Exercise instructions:
Rewrite the lines below, replacing "Put a pin on" with "Place a marker on" wherever it occurs and changing nothing else. Omit the pictures from your answer.

* * * * * * *

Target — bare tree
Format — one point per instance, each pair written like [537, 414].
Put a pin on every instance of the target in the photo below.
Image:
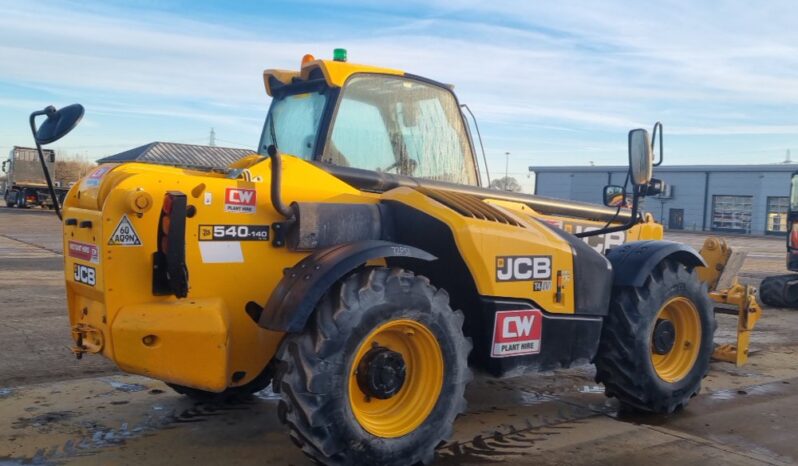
[506, 183]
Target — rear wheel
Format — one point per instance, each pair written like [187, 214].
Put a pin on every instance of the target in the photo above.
[657, 341]
[378, 375]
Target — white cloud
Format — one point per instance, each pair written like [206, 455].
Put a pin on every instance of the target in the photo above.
[711, 69]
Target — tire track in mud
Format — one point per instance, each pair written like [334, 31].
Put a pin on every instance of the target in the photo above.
[95, 436]
[32, 244]
[515, 441]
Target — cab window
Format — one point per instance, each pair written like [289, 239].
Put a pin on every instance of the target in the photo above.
[402, 126]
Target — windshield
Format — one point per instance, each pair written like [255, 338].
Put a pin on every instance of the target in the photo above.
[404, 126]
[294, 121]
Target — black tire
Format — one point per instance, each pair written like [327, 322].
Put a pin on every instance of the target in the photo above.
[773, 291]
[314, 368]
[624, 359]
[253, 386]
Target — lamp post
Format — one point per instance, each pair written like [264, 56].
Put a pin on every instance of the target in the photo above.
[506, 169]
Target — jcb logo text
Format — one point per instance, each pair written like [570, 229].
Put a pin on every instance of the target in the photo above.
[523, 268]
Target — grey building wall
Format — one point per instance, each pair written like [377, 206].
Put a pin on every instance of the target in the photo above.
[693, 189]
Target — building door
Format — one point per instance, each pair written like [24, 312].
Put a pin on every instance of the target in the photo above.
[732, 213]
[676, 219]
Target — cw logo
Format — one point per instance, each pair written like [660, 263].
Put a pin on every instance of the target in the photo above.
[241, 196]
[517, 326]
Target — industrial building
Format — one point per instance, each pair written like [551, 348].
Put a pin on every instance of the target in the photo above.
[747, 199]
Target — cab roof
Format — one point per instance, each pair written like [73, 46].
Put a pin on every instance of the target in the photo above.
[334, 72]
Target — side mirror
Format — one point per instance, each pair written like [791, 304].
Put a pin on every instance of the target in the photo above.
[640, 162]
[58, 123]
[614, 196]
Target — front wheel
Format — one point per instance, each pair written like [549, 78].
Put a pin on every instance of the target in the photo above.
[378, 374]
[657, 341]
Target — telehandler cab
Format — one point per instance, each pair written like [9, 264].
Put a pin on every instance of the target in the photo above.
[355, 263]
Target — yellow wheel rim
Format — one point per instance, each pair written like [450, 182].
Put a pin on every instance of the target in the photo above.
[409, 407]
[675, 364]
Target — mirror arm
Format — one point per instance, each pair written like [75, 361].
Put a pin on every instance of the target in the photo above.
[47, 111]
[657, 131]
[629, 224]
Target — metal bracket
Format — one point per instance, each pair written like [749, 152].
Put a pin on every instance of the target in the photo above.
[278, 237]
[87, 340]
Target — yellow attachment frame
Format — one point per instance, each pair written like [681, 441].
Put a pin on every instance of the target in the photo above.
[720, 275]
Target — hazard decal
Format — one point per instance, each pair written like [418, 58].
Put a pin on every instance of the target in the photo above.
[517, 333]
[124, 234]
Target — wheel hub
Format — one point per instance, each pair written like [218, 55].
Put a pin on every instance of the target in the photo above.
[664, 336]
[381, 373]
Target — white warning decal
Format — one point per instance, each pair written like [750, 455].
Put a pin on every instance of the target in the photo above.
[124, 234]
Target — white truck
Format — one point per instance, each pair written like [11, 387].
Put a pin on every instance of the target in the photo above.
[25, 184]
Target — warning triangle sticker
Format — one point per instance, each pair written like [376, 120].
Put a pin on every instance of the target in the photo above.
[124, 234]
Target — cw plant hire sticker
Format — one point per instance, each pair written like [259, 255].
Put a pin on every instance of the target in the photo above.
[124, 234]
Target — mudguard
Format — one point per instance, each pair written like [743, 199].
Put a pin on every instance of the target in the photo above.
[303, 285]
[634, 261]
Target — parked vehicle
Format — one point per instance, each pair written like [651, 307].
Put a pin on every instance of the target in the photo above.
[26, 185]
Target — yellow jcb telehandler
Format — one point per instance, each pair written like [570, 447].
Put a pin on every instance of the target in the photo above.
[356, 264]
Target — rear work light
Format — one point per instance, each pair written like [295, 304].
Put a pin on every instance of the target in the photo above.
[170, 274]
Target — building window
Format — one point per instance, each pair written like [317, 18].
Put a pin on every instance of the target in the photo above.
[732, 213]
[777, 215]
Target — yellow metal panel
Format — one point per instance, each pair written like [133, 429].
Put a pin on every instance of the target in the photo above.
[184, 342]
[335, 72]
[235, 282]
[483, 243]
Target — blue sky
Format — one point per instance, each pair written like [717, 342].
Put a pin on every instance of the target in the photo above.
[553, 83]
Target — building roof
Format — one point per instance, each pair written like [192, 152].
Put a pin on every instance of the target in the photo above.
[775, 167]
[183, 155]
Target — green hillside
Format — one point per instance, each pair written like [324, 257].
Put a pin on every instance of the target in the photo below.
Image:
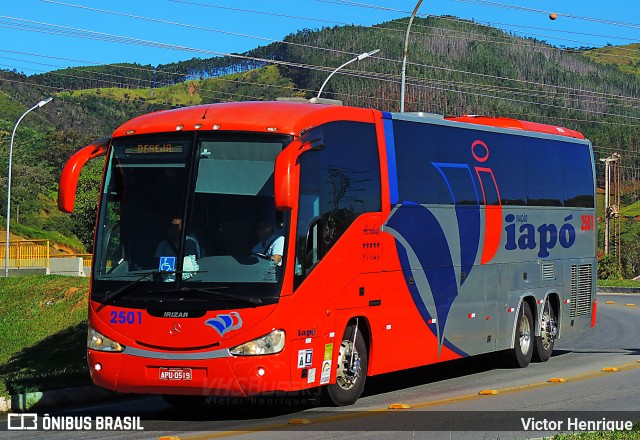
[626, 58]
[455, 67]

* * * * * * *

Answer to this problem:
Target — bare tree
Format — one point per instance, each pair written like [537, 414].
Place a marker on every instance of the target in the photo below.
Image:
[506, 183]
Target — rear wheel
Format — one point per instance, each pair written like [187, 214].
Place a marker on every instance of the target in the photo above.
[657, 341]
[378, 375]
Target — white cloud
Format — one point per instance, each pair written like [206, 455].
Place a marker on every instance of the target in the photo above.
[711, 69]
Target — tire track in mud
Format — one point per instance, each pair written like [334, 31].
Place a marker on every instance of the target in the photo above.
[95, 436]
[32, 244]
[515, 441]
Target — cab window
Format — one point per instance, each pair written like [289, 239].
Place a marker on every instance of the target in the photo above.
[402, 126]
Target — windshield
Format — one point per instance, each pair written like [255, 338].
Place a marker on every instance of the target in the photo above.
[404, 126]
[294, 121]
Target — black tire
Format — one point per instance, each pair written like [327, 322].
Place a marker on every instance of the target in the photo above.
[773, 291]
[314, 368]
[624, 359]
[253, 386]
Target — lamp post
Format — one point per instance, each pair written like [264, 56].
Place a marker on every instance of the target in the photo above.
[506, 169]
Target — jcb logo text
Format — one point per instance, each pair written like [570, 229].
Place a marker on every instance of the target in the photo above.
[523, 268]
Target — grey building wall
Format — one point per instance, each pair written like [377, 206].
Place a marker on every instance of the target in the photo above.
[693, 189]
Target — building door
Format — one point per instance, each pair written like [24, 312].
Place a marker on every instance of the target in the photo above.
[732, 213]
[676, 219]
Target — cw logo
Format — one point per instance, each pair written like [660, 263].
Place a marker on every instance of the target in the photo above.
[241, 196]
[517, 326]
Target — industrial building
Format — one point per instance, each pair written like [551, 348].
Place a marker on every instance of the target in the photo above.
[747, 199]
Target — cab roof
Format — one point per instance, each pair written like [73, 46].
Place a marker on every instance of the target in the photo above.
[334, 72]
Target — side mirror
Format — one point per instance, each pair written like [791, 304].
Place a marker on every instance of the target in the photo above.
[640, 162]
[58, 123]
[614, 196]
Target — front wheel
Format — one point per instance, each pair written like [549, 78].
Place a marker on every instance of the target in the photo above.
[378, 374]
[657, 341]
Target — telehandler cab
Format — one point per instance, each pair written like [9, 264].
Place a marker on every instance of the target in the photo above.
[355, 263]
Target — yellow wheel rim
Format — one point per instance, each pair written like [450, 182].
Place a marker on every instance of the target in the photo above.
[409, 407]
[675, 364]
Target — mirror arm
Format — one point per instance, each pair written like [75, 361].
Place a marker on every instance of the target in the photo above.
[47, 111]
[657, 131]
[629, 224]
Target — metal bracket
Format — one point per instance, each pair written like [749, 152].
Place a marker on every instance of the target in the photo above.
[278, 237]
[87, 340]
Target — yellow attachment frame
Format — one point per instance, each pair written like [681, 441].
Place a marker on every instance of the target in the photo above.
[720, 275]
Target — hazard decal
Format — one point per instance, each pair written like [418, 58].
Place a marker on every instance of the target in the photo above.
[517, 333]
[124, 234]
Target — wheel hub
Format — one point per instance, each pair written like [218, 55].
Place a marker on every instance of the target in the photo above.
[664, 336]
[381, 373]
Target — white warning decal
Format — one point per instance, each pair written like [750, 455].
Place a marker on every instance of the target in the photo above.
[124, 234]
Target — white truck
Format — one point per instance, each pair written like [11, 387].
Place a marker on every instance of the target in the photo above.
[25, 184]
Target — warning triangle sticker
Format — one point per instance, each pair written like [376, 120].
Place a marker on every instance of the target in the photo above.
[124, 234]
Target — cw plant hire sticker
Format — one point per instance, each pair written like [259, 255].
Place a marker on every instance of the target in the photo above.
[124, 234]
Target — mudguard
Format — one point per instance, each pair written like [743, 199].
Place a marker on every instance of the target in the photo above.
[303, 285]
[634, 261]
Target — parked vehicle
Format — one point per instance, each pair written like [651, 307].
Place a marker on every instance of the target in the photo above.
[26, 185]
Target — yellow jcb telehandler
Format — one point per instance, each pair written like [570, 447].
Place a marker on every instance of the target in the photo above.
[356, 264]
Target — rear work light
Format — one point per instance, each pair written like [295, 304].
Place a marker on every instance of the target in the photo above.
[170, 274]
Target — building window
Format — one point per instance, each pair written like [317, 18].
Place a marker on every instance of the target in the photo above.
[732, 213]
[777, 215]
Target — yellow metal panel
Format — one point per instance, each pair written like [133, 429].
Place a marker on every instance of the target in the photo above.
[184, 342]
[335, 72]
[235, 282]
[483, 243]
Target — blue sky
Format — one point per instance, each pair written like [717, 342].
Place a marker on every instance of the target in the photo above.
[553, 83]
Target — building roof
Format — one point per instance, each pair written like [192, 152].
Place a marker on every instance of the target in the photo above.
[775, 167]
[183, 155]
Target — green hillside
Format — one point per instance, each pair written like [324, 257].
Place a marker on every instance of the target in the photo below.
Image:
[626, 58]
[455, 67]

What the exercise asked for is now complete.